Published on Jun 30, 2014 10:26 PM
 
The camera of a street-view car, on the Google street view stand at the world's biggest high-tech fair, the CeBIT in the northern German city of Hanover, on March 3, 2010. The U.S. Supreme Court on Monday rejected Google Inc's bid to dismiss a lawsuit accusing it of violating federal wiretap law when it accidentally collected emails and other personal data while building its popular Street View program. -- PHOTO: AFP 

WASHINGTON (REUTERS) - The U.S. Supreme Court on Monday rejected Google Inc's bid to dismiss a lawsuit accusing it of violating federal wiretap law when it accidentally collected emails and other personal data while building its popular Street View program.

Records

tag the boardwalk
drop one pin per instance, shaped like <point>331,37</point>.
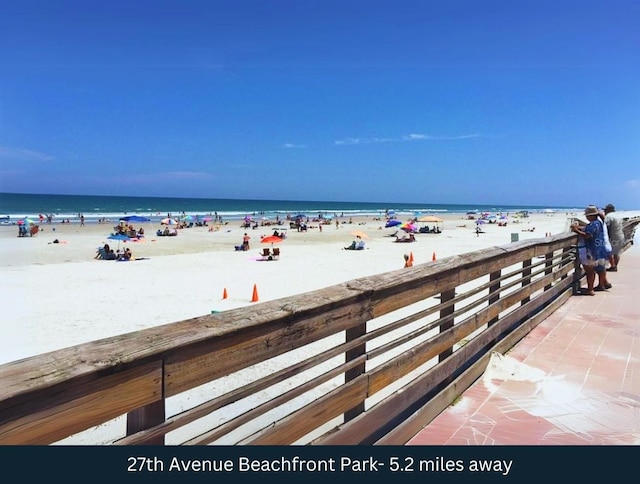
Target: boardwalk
<point>574,380</point>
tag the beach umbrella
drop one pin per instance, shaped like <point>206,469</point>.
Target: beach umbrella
<point>408,227</point>
<point>360,233</point>
<point>135,218</point>
<point>119,238</point>
<point>271,239</point>
<point>393,223</point>
<point>430,218</point>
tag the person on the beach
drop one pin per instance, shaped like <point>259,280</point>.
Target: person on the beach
<point>592,251</point>
<point>616,235</point>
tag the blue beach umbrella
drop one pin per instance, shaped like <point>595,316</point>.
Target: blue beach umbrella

The tasks
a) Summarize the news excerpt on Google's Street View lawsuit in two sentences.
b) Write a continuation of the news excerpt about Google's Street View wiretap case, beginning after its last sentence.

Written answers
a) On Monday, the U.S. Supreme Court rejected Google Inc's bid to dismiss a lawsuit accusing it of violating federal wiretap law. The suit concerns emails and other personal data that Google accidentally collected while building its popular Street View program.

b)
The justices left intact a September 2013 ruling by the 9th U.S. Circuit Court of Appeals, which refused to exempt Google from liability under the federal Wiretap Act for having inadvertently intercepted emails, user names, passwords and other data from private Wi-Fi networks to create Street View, which provides panoramic views of city streets.

The lawsuit arose soon after the Mountain View, California-based company publicly apologized in May 2010 for having collected fragments of "payload data" from unsecured wireless networks in more than 30 countries.

Google was accused of having collected the data while driving its vehicles through neighborhoods from 2008 to 2010 to collect photos for Street View.